## EXCERPTED PASSAGE:
Whether the above scenario sounds like yours, or your baby died soon after birth, or in delivery you miscarried your child early in the pregnancy, or the pregnancy was planned or unplanned, you probably feel as though your world. Instead of receiving new life, you encountered cold, heartless death. Your hopes and plans have collapsed on you, and you feel buried—suffocating—in the rubble.


You feel failure, lost, hopeless, out-of-control. Nothing seems normal; you drag—like a pre-programmed robot—through your day in a fog, unable to get your mind completely wrapped around what’s happened. Reminders of your agony confront you every place you go. The baby gifts from the last shower line the nursery. Instead of happy announcement cards, you need to send out death announcements and maybe plan a funeral or memorial service. You might need to purchase a cemetery plot. Every new baby you see in the grocery store, bank, shopping mall, or church reminds you of your loss, and jealousy may infiltrate every fiber of your being. You feel physically ill and emotionally crushed when you return to your obstetrician’s office for a checkup: the waiting room is packed with women whose swollen abdomens signal healthy pregnancies and impending birth, and arms tenderly hold newborn infants who would be your daughter’s age. Your thoughts race ridiculously with uncontrollable or shocking thoughts: Why did this happen to me? Why do these women get to be happy while I grieve? Why did their babies survive and mine didn’t? I’m angry at them for their joy! Oh, why did I take this baby and pregnancy for granted, assuming everything would turn out perfectly? Just as oddly, you may then be swamped with overwhelming compassion and love for them, hoping they don’t have to suffer the grief you’re bearing. Or if your pregnancy was unplanned, you might experience overwhelming guilt and berate yourself for having cared so little or for having regarded your pregnancy, and this baby, as a inconvenient nuisance or untimely problem.

You’re completely unprepared for the agony you now feel, and most family members and friends will be unprepared to understand or appreciate it, unless they have walked in your shoes.


As Ingrid Kohn and Perry-Lynn Moffitt write in A Silent Sorrow: Pregnancy Loss, “No matter what your career orientation may be, your womanhood or manhood can be powerfully affirmed by bearing or fathering a child. Pregnancy and parenthood are passages into adulthood that bestow a special status on you, within both your family and your community. Pregnancy even represents a chance to overcome mortality, as you contemplate the continuation of your family line.”


In the 1970s, pediatricians John Kennell and Marshall Klause performed research that indicated parents’ emotional attachment and bonding to their baby begins early in the pregnancy. This is important for people to understand: the baby that you or your friend or family member lost was probably deeply loved, surrounded by expectations, hopes and dreams.


Indeed, the pain of loss can be overwhelming, frightening and earthshaking. Some parents actually develop Post Traumatic Stress Disorder Syndrome following the death of their baby. “They respond to their tragedy with the same intense traumas such as fires, plane crashes, or rapes. Parents suffering from this disorder may display such disparate symptoms as reliving the events in great detail, or forming a kind of amnesia about the loss of their child.”

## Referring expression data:

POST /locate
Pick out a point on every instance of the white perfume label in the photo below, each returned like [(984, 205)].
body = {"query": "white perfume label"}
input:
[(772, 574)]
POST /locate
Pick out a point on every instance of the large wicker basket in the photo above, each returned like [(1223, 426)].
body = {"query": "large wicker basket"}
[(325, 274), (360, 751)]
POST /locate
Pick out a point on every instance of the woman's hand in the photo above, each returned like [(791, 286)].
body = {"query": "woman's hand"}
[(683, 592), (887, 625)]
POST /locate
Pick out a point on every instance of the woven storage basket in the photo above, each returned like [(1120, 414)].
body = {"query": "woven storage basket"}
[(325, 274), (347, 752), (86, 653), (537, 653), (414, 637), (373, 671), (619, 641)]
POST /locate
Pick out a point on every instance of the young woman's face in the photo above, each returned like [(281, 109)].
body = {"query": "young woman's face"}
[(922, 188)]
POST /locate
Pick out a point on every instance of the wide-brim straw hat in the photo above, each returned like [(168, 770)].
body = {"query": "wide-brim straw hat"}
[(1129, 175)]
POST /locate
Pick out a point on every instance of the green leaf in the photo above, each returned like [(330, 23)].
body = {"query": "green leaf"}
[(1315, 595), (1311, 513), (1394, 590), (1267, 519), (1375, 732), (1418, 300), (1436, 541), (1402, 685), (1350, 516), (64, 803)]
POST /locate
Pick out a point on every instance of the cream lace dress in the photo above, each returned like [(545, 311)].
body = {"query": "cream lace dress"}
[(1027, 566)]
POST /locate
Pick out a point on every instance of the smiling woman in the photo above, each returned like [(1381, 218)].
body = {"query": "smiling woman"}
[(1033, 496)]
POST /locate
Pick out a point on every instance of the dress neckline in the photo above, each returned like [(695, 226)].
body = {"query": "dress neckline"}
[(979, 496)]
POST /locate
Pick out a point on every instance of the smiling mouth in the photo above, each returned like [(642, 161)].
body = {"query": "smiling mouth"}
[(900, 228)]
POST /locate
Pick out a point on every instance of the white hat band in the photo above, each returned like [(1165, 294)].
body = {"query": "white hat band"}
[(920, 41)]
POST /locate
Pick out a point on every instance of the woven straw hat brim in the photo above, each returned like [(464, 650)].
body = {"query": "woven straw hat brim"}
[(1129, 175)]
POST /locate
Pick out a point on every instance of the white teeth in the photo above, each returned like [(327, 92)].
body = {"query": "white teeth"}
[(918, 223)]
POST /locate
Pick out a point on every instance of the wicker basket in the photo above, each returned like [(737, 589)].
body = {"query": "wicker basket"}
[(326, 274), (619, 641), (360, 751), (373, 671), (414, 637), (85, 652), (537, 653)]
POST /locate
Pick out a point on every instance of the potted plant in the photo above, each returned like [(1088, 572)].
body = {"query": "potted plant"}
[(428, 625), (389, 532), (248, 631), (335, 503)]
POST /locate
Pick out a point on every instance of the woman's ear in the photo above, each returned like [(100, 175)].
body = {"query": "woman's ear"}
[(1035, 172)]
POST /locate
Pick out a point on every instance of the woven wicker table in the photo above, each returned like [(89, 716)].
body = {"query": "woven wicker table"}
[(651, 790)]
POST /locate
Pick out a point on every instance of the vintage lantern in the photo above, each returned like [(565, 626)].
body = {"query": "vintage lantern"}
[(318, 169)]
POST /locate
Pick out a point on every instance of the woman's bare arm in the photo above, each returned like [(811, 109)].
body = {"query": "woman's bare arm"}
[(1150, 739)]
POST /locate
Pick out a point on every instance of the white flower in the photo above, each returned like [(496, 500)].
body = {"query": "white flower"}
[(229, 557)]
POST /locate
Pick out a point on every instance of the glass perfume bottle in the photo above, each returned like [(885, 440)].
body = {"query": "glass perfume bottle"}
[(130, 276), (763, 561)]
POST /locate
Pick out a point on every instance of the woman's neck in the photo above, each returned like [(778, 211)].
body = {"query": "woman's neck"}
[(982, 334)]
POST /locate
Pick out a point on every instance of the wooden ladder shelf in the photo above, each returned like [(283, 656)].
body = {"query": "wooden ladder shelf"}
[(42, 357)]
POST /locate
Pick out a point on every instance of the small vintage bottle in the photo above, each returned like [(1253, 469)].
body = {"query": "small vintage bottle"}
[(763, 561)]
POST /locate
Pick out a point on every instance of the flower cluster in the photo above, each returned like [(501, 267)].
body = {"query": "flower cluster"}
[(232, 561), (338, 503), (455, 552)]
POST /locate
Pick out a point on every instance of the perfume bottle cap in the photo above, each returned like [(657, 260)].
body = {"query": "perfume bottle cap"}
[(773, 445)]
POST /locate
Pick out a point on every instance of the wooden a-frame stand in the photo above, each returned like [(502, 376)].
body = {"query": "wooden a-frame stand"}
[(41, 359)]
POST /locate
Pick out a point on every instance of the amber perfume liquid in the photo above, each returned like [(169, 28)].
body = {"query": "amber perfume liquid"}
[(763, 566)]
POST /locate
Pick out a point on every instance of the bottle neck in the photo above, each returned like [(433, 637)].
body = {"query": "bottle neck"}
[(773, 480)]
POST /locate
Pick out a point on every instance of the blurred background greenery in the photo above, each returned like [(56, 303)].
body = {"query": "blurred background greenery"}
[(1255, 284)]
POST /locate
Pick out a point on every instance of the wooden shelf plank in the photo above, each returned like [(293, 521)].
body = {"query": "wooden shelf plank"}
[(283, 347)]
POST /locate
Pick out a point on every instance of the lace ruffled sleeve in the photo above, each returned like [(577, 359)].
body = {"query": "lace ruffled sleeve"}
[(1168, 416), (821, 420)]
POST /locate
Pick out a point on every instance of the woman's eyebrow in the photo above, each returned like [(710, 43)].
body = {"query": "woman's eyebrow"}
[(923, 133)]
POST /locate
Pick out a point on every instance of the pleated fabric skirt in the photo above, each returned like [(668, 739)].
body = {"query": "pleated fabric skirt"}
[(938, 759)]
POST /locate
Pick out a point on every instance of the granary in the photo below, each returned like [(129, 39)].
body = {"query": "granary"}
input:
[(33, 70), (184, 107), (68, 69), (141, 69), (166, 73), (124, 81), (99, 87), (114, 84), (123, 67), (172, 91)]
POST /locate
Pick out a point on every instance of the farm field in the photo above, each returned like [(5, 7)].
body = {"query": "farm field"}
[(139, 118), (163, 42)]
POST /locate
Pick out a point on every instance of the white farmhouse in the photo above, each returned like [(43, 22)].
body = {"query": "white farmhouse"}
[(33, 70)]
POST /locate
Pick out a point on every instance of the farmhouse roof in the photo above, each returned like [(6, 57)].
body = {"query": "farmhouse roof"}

## TASK 1:
For each statement about the pregnancy-loss passage, answer yes or no and quote the passage's words that decide it. (a) Research by Kennell and Klause in the 1970s indicated that parents' bonding with their baby begins early in the pregnancy. (b) Most family members and friends will be ready to understand the agony the grieving parent feels. (c) The quotation from A Silent Sorrow says pregnancy represents a chance to overcome mortality.
## TASK 2:
Write out everything in the pregnancy-loss passage from "You’re completely unprepared" down to "in your shoes.".

## EXPECTED ANSWER 1:
(a) Yes: "parents’ emotional attachment and bonding to their baby begins early in the pregnancy"
(b) No: "most family members and friends will be unprepared to understand or appreciate it, unless they have walked in your shoes"
(c) Yes: "Pregnancy even represents a chance to overcome mortality"

## EXPECTED ANSWER 2:
You’re completely unprepared for the agony you now feel, and most family members and friends will be unprepared to understand or appreciate it, unless they have walked in your shoes.